_What is needed:_ Can you recast every line of the rows as a Markdown table with the columns "Line" and "Text", numbering each line and omitting blank lines? Leave the pictures out of the answer.

Saved entries
begin
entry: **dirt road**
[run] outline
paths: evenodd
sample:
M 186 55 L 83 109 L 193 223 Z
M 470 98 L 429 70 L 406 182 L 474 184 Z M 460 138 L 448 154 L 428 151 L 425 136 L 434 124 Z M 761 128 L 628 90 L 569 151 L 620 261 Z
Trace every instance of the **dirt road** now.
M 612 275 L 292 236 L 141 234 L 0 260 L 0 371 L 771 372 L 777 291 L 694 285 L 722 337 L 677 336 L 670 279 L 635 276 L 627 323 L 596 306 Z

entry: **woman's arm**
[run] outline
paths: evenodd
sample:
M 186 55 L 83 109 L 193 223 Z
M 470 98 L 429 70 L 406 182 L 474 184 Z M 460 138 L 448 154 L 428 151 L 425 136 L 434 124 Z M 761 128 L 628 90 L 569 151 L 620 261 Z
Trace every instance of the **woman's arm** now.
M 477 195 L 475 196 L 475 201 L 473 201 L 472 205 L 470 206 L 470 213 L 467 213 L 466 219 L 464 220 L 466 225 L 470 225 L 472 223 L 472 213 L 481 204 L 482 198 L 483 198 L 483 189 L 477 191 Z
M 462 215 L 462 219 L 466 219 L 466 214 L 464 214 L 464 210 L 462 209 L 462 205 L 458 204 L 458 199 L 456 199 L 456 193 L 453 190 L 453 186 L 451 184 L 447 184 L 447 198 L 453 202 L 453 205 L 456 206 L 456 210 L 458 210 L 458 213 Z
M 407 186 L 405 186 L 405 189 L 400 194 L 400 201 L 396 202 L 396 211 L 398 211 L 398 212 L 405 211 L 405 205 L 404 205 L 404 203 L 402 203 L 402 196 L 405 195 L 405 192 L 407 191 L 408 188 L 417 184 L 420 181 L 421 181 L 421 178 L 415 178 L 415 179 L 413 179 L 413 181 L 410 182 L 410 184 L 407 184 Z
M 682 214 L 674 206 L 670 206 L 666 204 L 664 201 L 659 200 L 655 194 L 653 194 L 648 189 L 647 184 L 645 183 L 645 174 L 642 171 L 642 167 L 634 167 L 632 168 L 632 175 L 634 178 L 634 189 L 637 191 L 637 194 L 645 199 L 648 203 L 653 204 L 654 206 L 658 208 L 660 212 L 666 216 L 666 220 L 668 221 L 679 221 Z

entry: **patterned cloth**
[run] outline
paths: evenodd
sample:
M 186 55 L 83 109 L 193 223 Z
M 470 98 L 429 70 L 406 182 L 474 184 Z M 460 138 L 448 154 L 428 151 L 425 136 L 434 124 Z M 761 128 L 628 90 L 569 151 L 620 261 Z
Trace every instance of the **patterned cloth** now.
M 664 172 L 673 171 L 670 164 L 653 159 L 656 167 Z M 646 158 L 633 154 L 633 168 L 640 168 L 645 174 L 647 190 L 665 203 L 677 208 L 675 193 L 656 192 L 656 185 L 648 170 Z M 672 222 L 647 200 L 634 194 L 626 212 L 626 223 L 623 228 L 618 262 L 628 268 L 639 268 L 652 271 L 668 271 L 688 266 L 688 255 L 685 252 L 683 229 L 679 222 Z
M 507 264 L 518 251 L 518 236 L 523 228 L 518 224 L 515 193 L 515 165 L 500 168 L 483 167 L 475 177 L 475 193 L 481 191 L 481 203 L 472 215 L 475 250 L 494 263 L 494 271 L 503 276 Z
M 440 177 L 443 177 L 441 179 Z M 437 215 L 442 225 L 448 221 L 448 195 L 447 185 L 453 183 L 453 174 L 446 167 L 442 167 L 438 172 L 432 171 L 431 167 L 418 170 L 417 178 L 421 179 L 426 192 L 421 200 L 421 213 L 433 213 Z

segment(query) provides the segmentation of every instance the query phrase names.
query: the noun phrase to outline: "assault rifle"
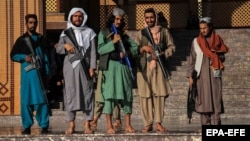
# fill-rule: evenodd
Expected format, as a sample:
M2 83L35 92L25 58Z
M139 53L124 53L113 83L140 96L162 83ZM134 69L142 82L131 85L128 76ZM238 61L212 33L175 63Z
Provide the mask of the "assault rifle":
M157 46L153 40L153 37L152 37L152 34L149 30L149 27L146 27L144 28L142 31L142 34L147 37L147 39L149 40L149 42L152 44L152 47L154 49L154 53L155 53L155 56L157 57L157 60L160 64L160 67L161 67L161 70L162 70L162 73L164 75L165 78L169 79L169 74L168 74L168 71L166 69L166 64L165 64L165 61L163 60L164 58L162 58L160 56L160 53L161 53L161 49L159 46Z
M68 28L68 29L64 30L64 33L69 37L69 39L72 41L72 43L74 44L74 46L77 48L77 50L76 50L77 52L76 52L75 56L73 56L73 57L71 57L69 59L70 63L72 64L74 61L80 60L82 68L83 68L83 70L85 72L86 78L87 78L87 80L90 80L91 77L89 75L88 67L87 67L86 62L84 60L84 56L82 54L82 50L80 49L80 47L79 47L79 45L78 45L78 43L76 41L73 29L72 28Z
M25 71L30 71L32 69L36 69L37 70L37 74L38 74L38 79L40 81L40 84L41 84L41 87L42 87L42 91L43 91L43 94L44 94L44 97L45 97L45 100L47 102L47 104L49 103L48 102L48 98L47 98L47 93L49 93L49 90L47 90L44 86L44 82L43 82L43 78L42 78L42 74L40 72L40 68L42 68L42 61L40 59L40 57L38 55L36 55L33 47L32 47L32 44L31 44L31 41L30 41L30 38L29 37L25 37L24 38L24 42L25 44L28 46L29 50L31 51L31 58L32 58L32 63L25 67Z
M198 95L197 92L197 72L194 70L192 72L192 79L193 79L193 84L192 84L192 89L188 89L188 98L187 98L187 115L188 115L188 123L191 123L192 119L192 114L195 111L195 99Z
M111 29L114 32L114 34L118 34L114 24L112 24ZM124 59L126 61L126 64L128 65L131 77L132 77L133 80L135 80L135 77L134 77L134 74L133 74L133 68L132 68L131 63L129 61L129 58L128 58L128 55L126 53L125 47L124 47L124 45L122 43L122 40L119 40L119 47L120 47L120 51L125 55Z

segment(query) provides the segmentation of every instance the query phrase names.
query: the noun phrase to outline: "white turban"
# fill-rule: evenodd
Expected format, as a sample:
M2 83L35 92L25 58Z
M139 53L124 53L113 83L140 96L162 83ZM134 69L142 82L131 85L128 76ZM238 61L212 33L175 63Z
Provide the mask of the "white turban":
M212 18L211 17L203 17L199 19L199 22L205 22L205 23L212 23Z
M121 9L121 8L114 8L112 14L114 16L124 16L125 15L125 12Z

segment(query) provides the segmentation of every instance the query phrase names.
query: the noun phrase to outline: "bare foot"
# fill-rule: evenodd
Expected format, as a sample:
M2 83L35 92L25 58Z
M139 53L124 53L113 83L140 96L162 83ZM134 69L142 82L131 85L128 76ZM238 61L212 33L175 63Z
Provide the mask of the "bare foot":
M164 128L161 124L156 124L156 132L158 133L166 133L167 132L167 129Z
M126 133L135 133L136 130L132 126L129 126L129 127L125 128L125 132Z
M85 128L84 134L93 134L94 133L94 131L92 131L90 129L90 122L89 121L84 123L84 128Z
M71 135L75 132L75 123L74 121L69 122L69 128L65 131L66 135Z
M114 123L113 123L113 127L114 127L114 130L115 131L120 131L122 129L122 122L119 121L119 120L116 120Z
M108 128L107 134L115 134L115 130L113 128Z
M152 125L148 125L148 126L145 126L144 128L142 128L142 133L148 133L148 132L151 132L153 131L153 127Z
M91 122L89 123L89 125L90 125L90 129L91 129L92 131L96 131L96 130L97 130L97 123L96 123L95 121L91 121Z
end
_Task output:_
| Line | Text |
|---|---|
| 1 | entry: **dirt road** |
| 2 | [run] outline |
| 3 | paths: evenodd |
| 4 | sample: |
| 5 | M 186 55 L 83 109 L 193 223 Z |
| 6 | M 470 98 L 429 70 L 406 182 L 474 184 Z M 460 138 L 448 154 L 428 151 L 425 136 L 434 124 Z M 761 128 L 628 90 L 569 151 L 620 261 Z |
| 7 | Trace every instance of the **dirt road** now. |
| 8 | M 612 275 L 292 236 L 141 234 L 0 260 L 0 371 L 771 372 L 777 291 L 694 285 L 722 337 L 677 336 L 670 279 L 635 276 L 627 323 L 596 306 Z |
| 9 | entry: **woman's arm** |
| 10 | [run] outline |
| 11 | paths: evenodd |
| 12 | sample: |
| 13 | M 186 55 L 83 109 L 193 223 Z |
| 14 | M 470 98 L 429 70 L 406 182 L 474 184 Z M 460 138 L 448 154 L 428 151 L 425 136 L 434 124 Z M 761 128 L 628 90 L 569 151 L 620 261 Z |
| 15 | Trace every instance of the **woman's arm** now. |
| 16 | M 477 195 L 475 196 L 475 201 L 473 201 L 472 205 L 470 206 L 470 213 L 467 213 L 466 219 L 464 220 L 466 225 L 470 225 L 472 223 L 472 213 L 481 204 L 482 198 L 483 198 L 483 189 L 477 191 Z |
| 17 | M 462 215 L 462 219 L 466 219 L 466 214 L 464 214 L 464 210 L 462 209 L 462 205 L 458 204 L 458 199 L 456 199 L 456 193 L 453 190 L 453 186 L 451 184 L 447 184 L 447 198 L 453 202 L 453 205 L 456 206 L 456 210 L 458 210 L 458 213 Z |
| 18 | M 407 186 L 405 186 L 405 189 L 400 194 L 400 201 L 396 202 L 396 211 L 398 211 L 398 212 L 405 211 L 405 205 L 404 205 L 404 203 L 402 203 L 402 196 L 405 195 L 405 192 L 407 191 L 408 188 L 417 184 L 420 181 L 421 181 L 421 178 L 415 178 L 415 179 L 413 179 L 413 181 L 410 182 L 410 184 L 407 184 Z |
| 19 | M 682 214 L 674 206 L 670 206 L 666 204 L 664 201 L 659 200 L 655 194 L 653 194 L 648 189 L 647 184 L 645 183 L 645 174 L 642 171 L 642 167 L 634 167 L 632 168 L 632 175 L 634 178 L 634 189 L 637 191 L 637 194 L 645 199 L 648 203 L 653 204 L 654 206 L 658 208 L 660 212 L 666 216 L 666 220 L 668 221 L 679 221 Z |
| 20 | entry: **patterned cloth** |
| 21 | [run] outline |
| 22 | paths: evenodd |
| 23 | sample: |
| 24 | M 186 55 L 83 109 L 193 223 Z |
| 25 | M 470 98 L 429 70 L 406 182 L 474 184 Z M 460 138 L 448 154 L 428 151 L 425 136 L 434 124 Z M 761 128 L 628 90 L 569 151 L 620 261 Z |
| 26 | Trace every instance of the **patterned cloth** now. |
| 27 | M 664 172 L 673 171 L 670 164 L 653 159 L 656 167 Z M 646 158 L 633 154 L 633 168 L 640 168 L 645 174 L 647 190 L 665 203 L 677 208 L 675 193 L 656 192 L 656 185 L 648 170 Z M 672 222 L 647 200 L 634 194 L 626 212 L 626 223 L 623 228 L 618 262 L 628 268 L 639 268 L 652 271 L 668 271 L 688 266 L 688 255 L 685 252 L 683 229 L 679 222 Z |
| 28 | M 507 264 L 518 251 L 518 236 L 523 228 L 518 224 L 515 193 L 515 165 L 500 168 L 483 167 L 475 177 L 475 193 L 481 191 L 481 203 L 472 215 L 475 250 L 494 263 L 494 271 L 503 276 Z |
| 29 | M 440 177 L 443 177 L 441 179 Z M 437 215 L 442 225 L 448 221 L 448 195 L 447 185 L 453 183 L 453 174 L 446 167 L 442 167 L 438 172 L 432 171 L 431 167 L 418 170 L 417 178 L 421 179 L 426 192 L 421 200 L 421 213 L 433 213 Z |
| 30 | segment(query) provides the segmentation of every instance the query phrase names. |
| 31 | query: the noun phrase to outline: "assault rifle" |
| 32 | # fill-rule: evenodd |
| 33 | Expected format, as a sample: |
| 34 | M2 83L35 92L25 58Z |
| 35 | M139 53L124 53L113 83L140 96L162 83ZM134 69L142 82L131 85L128 76ZM238 61L212 33L175 63Z |
| 36 | Provide the mask of the "assault rifle": |
| 37 | M157 46L153 40L153 37L152 37L152 34L149 30L149 27L146 27L144 28L142 31L142 34L147 37L147 39L149 40L149 42L152 44L152 47L154 49L154 53L155 53L155 56L157 57L157 60L160 64L160 67L161 67L161 70L162 70L162 73L164 75L165 78L169 79L169 74L168 74L168 71L166 69L166 64L165 64L165 61L163 60L164 58L162 58L160 56L160 53L161 53L161 49L159 46Z |
| 38 | M68 28L68 29L64 30L64 33L69 37L69 39L72 41L72 43L74 44L74 46L77 48L77 50L76 50L77 52L76 52L75 56L73 56L73 57L71 57L69 59L70 63L72 64L74 61L80 60L82 68L83 68L83 70L85 72L86 78L87 78L87 80L90 80L91 77L89 75L88 67L87 67L86 62L84 60L84 56L82 54L82 50L80 49L80 47L79 47L79 45L78 45L78 43L76 41L73 29L72 28Z |
| 39 | M25 71L30 71L32 69L36 69L37 70L37 74L38 74L38 79L40 81L40 84L41 84L41 87L42 87L42 91L43 91L43 94L44 94L44 97L45 97L45 100L47 102L47 104L49 103L48 102L48 98L47 98L47 93L49 93L49 90L47 90L44 86L44 82L43 82L43 78L42 78L42 74L40 72L40 68L42 68L42 61L40 59L40 57L38 55L36 55L33 47L32 47L32 44L31 44L31 41L30 41L30 38L29 37L25 37L24 38L24 42L25 44L28 46L29 50L31 51L31 58L32 58L32 63L25 67Z |
| 40 | M198 95L197 92L197 72L194 70L192 72L192 79L193 79L193 84L192 84L192 89L188 89L188 98L187 98L187 115L188 115L188 123L191 123L192 119L192 114L195 111L195 99Z |
| 41 | M111 29L114 32L114 34L118 34L114 24L112 24ZM124 59L126 61L126 64L128 65L131 77L132 77L133 80L135 80L135 77L134 77L134 74L133 74L133 68L132 68L131 63L129 61L129 58L128 58L128 55L126 53L125 47L124 47L124 45L122 43L122 40L119 40L119 47L120 47L120 51L125 55Z |
| 42 | segment(query) provides the segmentation of every instance the query phrase names. |
| 43 | query: the noun phrase to outline: "white turban" |
| 44 | # fill-rule: evenodd |
| 45 | Expected format, as a sample: |
| 46 | M2 83L35 92L25 58Z |
| 47 | M139 53L124 53L113 83L140 96L162 83ZM134 69L142 82L131 85L128 76ZM238 61L212 33L175 63Z |
| 48 | Provide the mask of the "white turban": |
| 49 | M212 18L211 17L203 17L199 19L199 22L205 22L205 23L212 23Z |
| 50 | M121 9L121 8L114 8L112 14L114 16L124 16L125 15L125 12Z |
| 51 | segment(query) provides the segmentation of every instance the query phrase names. |
| 52 | query: the noun phrase to outline: "bare foot" |
| 53 | # fill-rule: evenodd |
| 54 | Expected format, as a sample: |
| 55 | M2 83L35 92L25 58Z |
| 56 | M139 53L124 53L113 83L140 96L162 83ZM134 69L142 82L131 85L128 76ZM238 61L212 33L175 63Z |
| 57 | Provide the mask of the "bare foot": |
| 58 | M164 128L161 124L156 124L156 132L158 133L166 133L167 132L167 129Z |
| 59 | M126 133L135 133L136 130L132 126L129 126L129 127L125 128L125 132Z |
| 60 | M85 128L84 134L93 134L94 133L94 131L92 131L90 129L90 122L89 121L84 123L84 128Z |
| 61 | M71 135L75 132L75 123L74 121L69 122L69 128L65 131L66 135Z |
| 62 | M114 123L113 123L113 127L114 127L114 130L115 131L120 131L122 129L122 122L119 121L119 120L116 120Z |
| 63 | M108 128L107 134L115 134L115 130L113 128Z |
| 64 | M152 125L148 125L148 126L145 126L144 128L142 128L142 133L148 133L148 132L151 132L153 131L153 127Z |
| 65 | M91 122L89 123L89 125L90 125L90 129L91 129L92 131L96 131L96 130L97 130L97 123L96 123L95 121L91 121Z |